● **Stated problem**
Reproduce every one of the records below word for word, with nothing changed or left out.

── Dataset ──

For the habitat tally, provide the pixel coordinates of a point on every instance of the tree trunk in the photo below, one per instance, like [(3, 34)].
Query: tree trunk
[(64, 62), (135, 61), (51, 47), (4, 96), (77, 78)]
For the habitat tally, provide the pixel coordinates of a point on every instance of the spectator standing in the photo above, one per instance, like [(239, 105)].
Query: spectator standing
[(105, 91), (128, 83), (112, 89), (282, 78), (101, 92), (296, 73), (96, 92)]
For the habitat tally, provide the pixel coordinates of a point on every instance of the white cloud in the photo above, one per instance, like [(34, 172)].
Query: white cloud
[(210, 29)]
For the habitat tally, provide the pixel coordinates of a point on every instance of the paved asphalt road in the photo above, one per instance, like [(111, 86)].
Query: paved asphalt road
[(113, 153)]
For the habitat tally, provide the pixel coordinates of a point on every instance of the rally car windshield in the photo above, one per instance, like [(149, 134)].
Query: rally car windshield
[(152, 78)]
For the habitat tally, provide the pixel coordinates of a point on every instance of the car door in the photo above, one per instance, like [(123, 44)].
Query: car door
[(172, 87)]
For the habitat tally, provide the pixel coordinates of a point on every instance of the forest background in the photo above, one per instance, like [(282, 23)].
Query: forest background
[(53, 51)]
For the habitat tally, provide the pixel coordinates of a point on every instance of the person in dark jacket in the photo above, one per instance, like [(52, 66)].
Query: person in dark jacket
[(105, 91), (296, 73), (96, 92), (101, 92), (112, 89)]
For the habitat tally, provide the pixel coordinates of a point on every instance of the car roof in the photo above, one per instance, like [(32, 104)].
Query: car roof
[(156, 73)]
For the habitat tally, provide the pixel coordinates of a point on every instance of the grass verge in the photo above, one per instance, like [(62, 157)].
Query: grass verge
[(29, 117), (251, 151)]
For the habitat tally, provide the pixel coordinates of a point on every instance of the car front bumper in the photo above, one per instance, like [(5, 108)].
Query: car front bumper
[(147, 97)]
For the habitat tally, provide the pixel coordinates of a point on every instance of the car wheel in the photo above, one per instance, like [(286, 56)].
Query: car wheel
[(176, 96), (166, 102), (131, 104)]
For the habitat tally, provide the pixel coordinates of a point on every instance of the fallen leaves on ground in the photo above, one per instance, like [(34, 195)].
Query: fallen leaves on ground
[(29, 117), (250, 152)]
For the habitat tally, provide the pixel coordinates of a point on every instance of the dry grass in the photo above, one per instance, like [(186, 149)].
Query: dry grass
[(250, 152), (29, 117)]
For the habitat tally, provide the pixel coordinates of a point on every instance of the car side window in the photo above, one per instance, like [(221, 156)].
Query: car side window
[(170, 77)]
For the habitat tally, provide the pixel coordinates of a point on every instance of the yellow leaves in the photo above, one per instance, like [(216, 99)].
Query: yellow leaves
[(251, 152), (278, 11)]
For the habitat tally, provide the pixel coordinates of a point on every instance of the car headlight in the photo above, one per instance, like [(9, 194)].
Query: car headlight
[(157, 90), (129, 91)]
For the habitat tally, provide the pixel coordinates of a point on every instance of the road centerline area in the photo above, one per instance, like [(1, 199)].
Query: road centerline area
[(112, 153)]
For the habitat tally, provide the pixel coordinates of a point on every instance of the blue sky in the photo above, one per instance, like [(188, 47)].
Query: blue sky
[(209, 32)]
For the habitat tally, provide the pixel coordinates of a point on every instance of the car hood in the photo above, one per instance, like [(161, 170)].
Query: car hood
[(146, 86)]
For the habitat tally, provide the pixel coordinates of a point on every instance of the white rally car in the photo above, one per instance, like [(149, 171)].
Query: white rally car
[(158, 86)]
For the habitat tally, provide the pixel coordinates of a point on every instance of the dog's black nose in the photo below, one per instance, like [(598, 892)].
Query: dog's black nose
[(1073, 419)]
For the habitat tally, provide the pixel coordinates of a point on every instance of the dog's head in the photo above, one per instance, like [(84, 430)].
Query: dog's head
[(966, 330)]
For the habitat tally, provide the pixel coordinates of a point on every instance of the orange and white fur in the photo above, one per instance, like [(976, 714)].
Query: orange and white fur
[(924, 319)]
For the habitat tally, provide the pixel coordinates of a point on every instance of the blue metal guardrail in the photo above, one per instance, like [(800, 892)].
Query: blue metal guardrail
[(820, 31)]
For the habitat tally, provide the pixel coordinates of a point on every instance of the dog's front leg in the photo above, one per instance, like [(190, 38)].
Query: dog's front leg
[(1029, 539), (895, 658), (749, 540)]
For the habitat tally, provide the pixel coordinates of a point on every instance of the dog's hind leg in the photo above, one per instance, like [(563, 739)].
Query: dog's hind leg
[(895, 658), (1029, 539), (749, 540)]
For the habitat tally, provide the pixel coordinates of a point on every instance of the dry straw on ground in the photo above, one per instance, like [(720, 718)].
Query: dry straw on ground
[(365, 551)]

───

● **Solution for this problem**
For the habitat tally, provide the pixel coordinates of a point on every instance of the tree trunk in the photo below, one per instance, like [(3, 34)].
Query: tree trunk
[(64, 62), (135, 61), (51, 47), (4, 96), (77, 78)]
For the habitat tally, provide the pixel coordinates of a point on every instance of the spectator standing in the photo above, one per instance, like [(239, 105)].
Query: spectator standing
[(105, 91), (128, 83), (112, 89), (282, 78), (101, 92), (296, 73), (96, 92)]
For the habitat tally, provide the pixel coordinates of a point on every instance of the white cloud in the photo above, one per instance, like [(34, 172)].
Query: white cloud
[(210, 29)]
For the habitat tally, provide the pixel coordinates of a point on every instance of the paved asphalt road in the photo above, one per instance, like [(111, 86)].
Query: paved asphalt road
[(113, 153)]
For the habitat tally, provide the pixel coordinates of a point on every instance of the rally car windshield in the photo above, one per instance, like [(149, 134)].
Query: rally car windshield
[(152, 78)]
For the habitat tally, provide the pixel coordinates of a point on every instance of the car door in the photo above, one per instance, like [(123, 44)].
Query: car door
[(172, 87)]
For the habitat tally, provide the pixel coordinates of a point on every instance of the forest background in the photo above, one per instance, like [(282, 23)].
Query: forest background
[(53, 51)]
For the habitat tally, provide the pixel coordinates of a point on every instance of the person in dark jacket in the photo above, one per instance, like [(52, 66)].
Query: person in dark jacket
[(105, 91), (296, 73), (96, 92), (101, 92), (112, 89)]
For the habitat tally, provide the pixel coordinates of a point on every instance of the car roof in the photo above, one per instance, like [(32, 104)].
Query: car roof
[(156, 73)]
For the habitat tally, provide the pixel coordinates of a point on every instance of the grass verge in the photo above, one per instance, like [(62, 157)].
Query: grass verge
[(29, 117), (251, 151)]
For the habitat tally, provide the pixel coordinates of a point on every instance of the car front bumper in the photo above, one per instance, like [(5, 108)].
Query: car front bumper
[(147, 97)]
For the habitat tally, provide the pixel coordinates of a point on every instance of the car wheel in the photo above, one per instance, like [(286, 56)].
Query: car wheel
[(176, 96), (166, 102), (131, 104)]
For the habitat tally, provide the pixel coordinates of a point on every instance of the fallen leaves on ground in the photo above, one per instance, like [(34, 195)].
Query: fallen leaves on ground
[(29, 117), (250, 152)]
For the habitat tally, provide the pixel coordinates of a point on every instance of the dry grass in the photo above, one per instance, like [(186, 149)].
Query: dry grass
[(250, 152), (29, 117)]
For the habitat tally, provide the pixel coordinates of a point on every instance of the car side window in the photo above, one per instance, like [(221, 156)].
Query: car side window
[(170, 77)]
For the habitat tally, provide the pixel coordinates of a point on every instance of the yellow leaves in the photo above, one per instance, like [(216, 99)].
Query: yellow leaves
[(251, 152), (278, 11)]
For the habitat tally, provide the pixel coordinates of a point on every instance of the car headlight in the photo above, one per instance, like [(9, 194)].
Query: car headlight
[(157, 90), (129, 91)]
For the habitat tally, provide the pixel coordinates of a point on every instance of the road centerline area in the photo above, one per instance, like [(1, 199)].
Query: road centerline area
[(112, 153)]
For the habitat tally, provide the pixel coordinates of a point on every instance of the blue sky in the photo above, one per instance, like [(188, 47)].
Query: blue sky
[(209, 32)]
For the habitat tally, provide the pixel coordinates of a point on every instance of the car hood in the photo above, one per instance, like [(161, 170)].
Query: car hood
[(146, 86)]
For the habitat tally, provide the pixel coordinates of a point on every instance of the white rally car in the photo above, one per instance, like [(149, 171)].
Query: white rally car
[(158, 86)]
For the habitat tally, provide the pixel coordinates of a point on every instance of the dog's black nose in the photo below, one per instance, like [(598, 892)].
Query: dog's black nose
[(1073, 419)]
For the habitat tally, provide the pixel coordinates of a point on every instance of the dog's head in the photo above, one per instance, like [(84, 430)].
Query: dog's head
[(966, 330)]
For the habitat tally, provide the pixel coordinates of a point on every instance of the orange and white fur in the photo above, one per instance, like [(976, 714)].
Query: orange and white fur
[(924, 319)]
For the habitat tally, provide the pixel coordinates of a point on every instance of the blue metal guardrail in the photo above, one per instance, like [(800, 892)].
Query: blue metal guardrail
[(820, 31)]
For the habitat tally, provide the pixel coordinates of a point on every instance of the dog's front leg in the photo above, one per instance, like [(190, 38)].
Query: dog's front leg
[(1029, 539), (895, 658), (749, 540)]
For the habitat tally, provide the pixel coordinates of a point on every instance of the dog's hind leg in the photo above, one per instance, like [(563, 739)].
Query: dog's hind leg
[(895, 658), (1029, 539), (749, 540)]
For the habitat tally, provide the pixel coordinates of a point on every instance of the dry straw on ground in the photo above, one per instance, like [(720, 718)].
Query: dry straw on ground
[(365, 551)]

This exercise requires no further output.